#### [Task to carry out]
Write out the records below word for word, please.

Provided material START

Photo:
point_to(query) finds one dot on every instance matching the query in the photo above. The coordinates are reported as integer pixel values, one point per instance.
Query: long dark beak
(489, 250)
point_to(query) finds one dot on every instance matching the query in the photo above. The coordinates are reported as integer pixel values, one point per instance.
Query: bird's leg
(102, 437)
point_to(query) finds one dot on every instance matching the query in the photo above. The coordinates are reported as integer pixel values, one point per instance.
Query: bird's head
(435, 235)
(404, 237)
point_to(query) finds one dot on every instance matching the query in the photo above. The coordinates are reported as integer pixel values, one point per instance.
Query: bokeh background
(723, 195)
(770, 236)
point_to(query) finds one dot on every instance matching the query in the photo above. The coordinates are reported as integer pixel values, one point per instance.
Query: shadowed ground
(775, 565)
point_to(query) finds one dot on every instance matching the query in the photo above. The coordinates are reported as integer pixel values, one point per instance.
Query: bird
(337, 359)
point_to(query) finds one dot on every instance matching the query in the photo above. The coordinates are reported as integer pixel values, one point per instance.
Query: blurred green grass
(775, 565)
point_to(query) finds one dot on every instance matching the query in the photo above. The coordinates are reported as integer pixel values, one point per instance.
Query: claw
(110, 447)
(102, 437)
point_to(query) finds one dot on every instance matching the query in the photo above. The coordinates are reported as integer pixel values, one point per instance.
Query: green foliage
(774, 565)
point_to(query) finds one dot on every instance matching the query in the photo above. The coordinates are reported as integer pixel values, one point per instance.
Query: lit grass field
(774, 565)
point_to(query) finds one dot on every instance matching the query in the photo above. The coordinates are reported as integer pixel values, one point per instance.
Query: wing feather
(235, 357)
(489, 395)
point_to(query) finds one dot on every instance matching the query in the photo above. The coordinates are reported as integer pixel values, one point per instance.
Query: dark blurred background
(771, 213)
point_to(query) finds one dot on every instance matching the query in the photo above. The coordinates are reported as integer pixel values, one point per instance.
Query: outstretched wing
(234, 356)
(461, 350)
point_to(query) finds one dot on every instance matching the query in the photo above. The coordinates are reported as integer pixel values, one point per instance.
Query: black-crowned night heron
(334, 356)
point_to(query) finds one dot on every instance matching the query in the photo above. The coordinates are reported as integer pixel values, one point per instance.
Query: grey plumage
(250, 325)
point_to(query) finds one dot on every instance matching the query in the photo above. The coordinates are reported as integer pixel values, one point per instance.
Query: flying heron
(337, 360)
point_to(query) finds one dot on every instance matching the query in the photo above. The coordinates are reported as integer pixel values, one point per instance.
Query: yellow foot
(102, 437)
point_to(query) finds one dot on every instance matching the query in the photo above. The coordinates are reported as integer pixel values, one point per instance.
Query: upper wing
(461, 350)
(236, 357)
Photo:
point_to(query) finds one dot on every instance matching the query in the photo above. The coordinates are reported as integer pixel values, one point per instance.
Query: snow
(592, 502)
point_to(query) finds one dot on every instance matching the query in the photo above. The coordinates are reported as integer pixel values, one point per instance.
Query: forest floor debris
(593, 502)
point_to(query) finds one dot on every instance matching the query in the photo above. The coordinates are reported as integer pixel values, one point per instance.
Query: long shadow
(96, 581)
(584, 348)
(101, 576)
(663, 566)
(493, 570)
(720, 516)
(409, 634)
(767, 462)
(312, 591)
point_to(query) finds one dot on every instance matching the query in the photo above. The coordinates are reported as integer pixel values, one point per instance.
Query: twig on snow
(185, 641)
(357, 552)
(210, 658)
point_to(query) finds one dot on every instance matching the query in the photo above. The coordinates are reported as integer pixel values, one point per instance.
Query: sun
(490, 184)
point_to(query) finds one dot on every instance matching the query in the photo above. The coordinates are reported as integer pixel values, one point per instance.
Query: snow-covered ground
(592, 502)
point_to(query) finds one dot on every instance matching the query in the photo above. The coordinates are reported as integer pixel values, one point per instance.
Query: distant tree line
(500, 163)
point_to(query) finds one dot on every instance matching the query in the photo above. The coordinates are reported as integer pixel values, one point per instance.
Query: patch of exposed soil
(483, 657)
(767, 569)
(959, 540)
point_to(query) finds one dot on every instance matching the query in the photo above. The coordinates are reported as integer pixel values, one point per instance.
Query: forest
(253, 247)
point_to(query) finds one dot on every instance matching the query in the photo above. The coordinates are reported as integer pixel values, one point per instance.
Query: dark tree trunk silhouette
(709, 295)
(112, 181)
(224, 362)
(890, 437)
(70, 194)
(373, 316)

Provided material END

#### [Output]
Photo:
point_to(query) finds one dot on every instance matching the query in the photo above. The coordinates are reported as integer pixel values, one point per instance.
Query: long dark beak
(489, 250)
point_to(query) finds one dot on every instance matching the query in the photo above. The coordinates are reported as integer pixel values, one point per instance.
Query: bird's leg
(102, 437)
point_to(query) finds one dot on every instance matching the query in the photo above. The coordinates are reported as integer pixel values, one point per instance.
Query: bird's head
(435, 235)
(404, 237)
point_to(query) finds one dot on every instance matching the query in the photo above. The coordinates are reported as integer pixel values, one point per instance.
Query: bokeh background
(723, 195)
(770, 236)
point_to(query) finds one dot on every instance matching the query in the photo above. The coordinates are reported as integer pixel values, one point per instance.
Query: shadowed ground
(775, 565)
point_to(query) finds one dot on every instance matching the query in the photo above. The coordinates are reported as integer pixel values, one point per instance.
Query: bird
(337, 359)
point_to(query) finds one dot on every instance matching the query in the photo above. The coordinates are reported as integer pixel values, one point per instance.
Query: blurred green grass
(775, 565)
point_to(query) finds one dot on every instance matching the query in the photo above. The coordinates are reported as integer pixel values, one point per instance.
Query: claw
(110, 447)
(102, 437)
point_to(query) finds one dot on every instance matching the query in the photo above. The coordinates are reported as integer pixel values, one point per instance.
Query: green foliage
(774, 565)
point_to(query) finds one dot on every instance matching the query in the photo above. The coordinates are reported as integer pixel values, one point per instance.
Query: lit grass field
(774, 565)
point_to(query) finds one dot on every instance matching the query in the photo above. The coordinates are reported as integer pixel values, one point per instance.
Query: wing feather
(235, 357)
(489, 395)
point_to(query) finds one dot on every instance matching the query in the photo above. The coordinates are reported as integer pixel values, one point per instance.
Query: dark blurred background
(771, 213)
point_to(query) finds one dot on every instance matching the query in the photo above. The coordinates are reported as integer pixel values, one point per instance.
Query: outstretched wing
(234, 356)
(461, 350)
point_to(query) finds one dot on every instance matching the query in the photo above. The coordinates are reported as integer pixel values, one point per instance.
Query: black-crowned night heron
(334, 356)
point_to(query) finds one dot on every instance matching the query in the photo above. The coordinates are reported as integer pixel values, one point per instance.
Query: grey plumage
(250, 325)
point_to(query) finds one dot on every instance matching the query in the photo above. The coordinates are reported as integer pixel values, one point per instance.
Query: flying heron
(337, 360)
point_to(query) finds one dot on every instance matching the query in the photo above. The coordinates are reported as integer pixel values, one point per instance.
Query: yellow foot
(102, 437)
point_to(query) finds one dot on every instance matching the query in the photo above. The coordinates are reported as integer pixel values, one point per instance.
Query: upper wing
(461, 350)
(236, 357)
Photo:
point_to(query) finds one dot on every instance matching the query in the photo above. The coordinates are reported as integer pixel values, one point per instance.
Query: snow
(592, 502)
point_to(query) finds one dot on every instance matching the query in the photo above. The coordinates are reported as integer pixel values, one point per instance.
Query: forest floor debris
(593, 502)
point_to(query) finds one dot on every instance matching the query in the photo above. The coordinates are reported as integer pixel values, one point per instance.
Query: long shadow
(96, 581)
(584, 348)
(101, 576)
(663, 566)
(493, 570)
(720, 516)
(409, 634)
(767, 462)
(312, 591)
point_to(query) finds one dot on every instance matching the query in the photo above. The coordinates are reported as integer pixel values, one point per instance.
Query: twig on snow
(185, 641)
(357, 552)
(210, 658)
point_to(query) finds one dot on every instance matching the query in the photo above. The coordinates are reported as integer pixel values, one point per instance.
Query: sun
(490, 184)
point_to(query) finds one dot on every instance matching the query in the photo above. The coordinates are reported as integer pixel values, one point per instance.
Query: snow-covered ground
(592, 502)
point_to(query) finds one dot on every instance matching the query in the photo above. The coordinates are reported as integer pixel values, one point per instance.
Query: distant tree line
(500, 163)
point_to(query) finds one dot on every instance matching the query in the photo above. The coordinates are reported as integer pixel values, one point per instance.
Query: patch of exposed soil
(483, 657)
(767, 569)
(959, 540)
point_to(query) finds one dot on every instance matching the query in the photo above. The coordinates are reported as integer pixel values, one point per instance.
Query: forest
(253, 247)
point_to(query) finds one dot on every instance matching the query in the photo above. The coordinates are reported as integer pixel values, one point per instance.
Query: dark tree trunk silhouette
(709, 295)
(112, 181)
(224, 362)
(890, 437)
(70, 194)
(373, 316)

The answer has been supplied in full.